Text section =>
The activities of the Serbian diaspora were linked to the collapsing state of Yugoslavia, previously, members of the Serbian diaspora, in particular those who were outspoken in representing the views of their home country, were seen as leaning towards nationalist positions (Prelec, Journal of Balkan and Near Eastern Studies). Serbs who are members of the Diaspora influenced their country in the 2017 presidential election. Indeed, the fact that members of the diaspora hold more extreme political views is in fact, a common belief in the migration literature and far beyond South-East Europe (Ignatieff, 2001) Members of the diaspora shall keep Serbia afloat with their remittances. We, therefore, have the full moral right to take part in the democratic process. The relatively little attention given to topics such as EU accession, relations with Russia, and in particular, Kosovo, challenges previously held the assumption that the Serbian diaspora is nationalist. Although it cannot be denied that clubs and organizations with more conservative views exist abroad, this report has shown that politically active members—many of whom have recently moved abroad—are not concerned with these issues (Prelec, Journal of Balkan and Near Eastern Studies).
The diaspora has made an important contribution to the defense of human and social rights, the preservation of cultural identity, the protection of national values, and the financial and cultural growth of Albania. The Albanian diaspora has specific factors, such as strong migration flows, highly trained professionals, and successful cooperation with the diaspora. Scholars affirm that the number of members of the Albanian diaspora is well trained and over-qualified (Barjaba, 2019). At the time of NATO intervention in Kosovo in the spring of 1999, the Albanian-American citizen of the United States became noticeable (Nadège Ragaru, 2004).

The tasks =>
(A) Which contributions does the text on the Serbian and Albanian diasporas credit the Albanian diaspora with making? List every one.
(B) Can you carry the text on the Serbian and Albanian diasporas forward from its final sentence?

Data shown =>
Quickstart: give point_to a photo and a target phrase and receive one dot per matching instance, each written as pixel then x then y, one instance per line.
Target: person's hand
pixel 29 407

Replies =>
(A)
- The defense of human and social rights
- The preservation of cultural identity
- The protection of national values
- The financial and cultural growth of Albania

(B)
In general, I did not examine the post-communist diaspora within the scope of the article, so I was interested in the subject of post-communist diaspora, although the author’s article is informative about the post-communist diaspora, the topics are generally superficial. I tried to respond to the article as much as I could, and at the end of the article, the following questions asked by the author are very valuable: ‘’ If diasporas use procedural aspects of democracy to advance their nationalist goals against the backdrop of international pressure for democratization, how much does the concept of democracy become ‘‘stretched’’ in a world in which democratization has become a global norm, but is de facto utilized for particularistic purposes? In addition, if diasporas chose to utilize democratization for the advancement of their nationalist goals, rather than to engage exclusively with nationalism, will they be transformed by the process? Might they become more moderate non-state actors in international politics?’’ (Koinova, 2009).
The conceptual and theoretical context should be studied in depth in order to forecast the future of the diaspora phenomenon both locally and internationally. Intensive studies and debates are being conducted on the concept of diaspora, with the influence of developments in the field of social sciences and in particular, international relations. The definition, which has a broad field of application that cannot fit into a theoretical context, is often studied in the Western world, and debates are conducted through Western rhetoric (Yaldız, 2013).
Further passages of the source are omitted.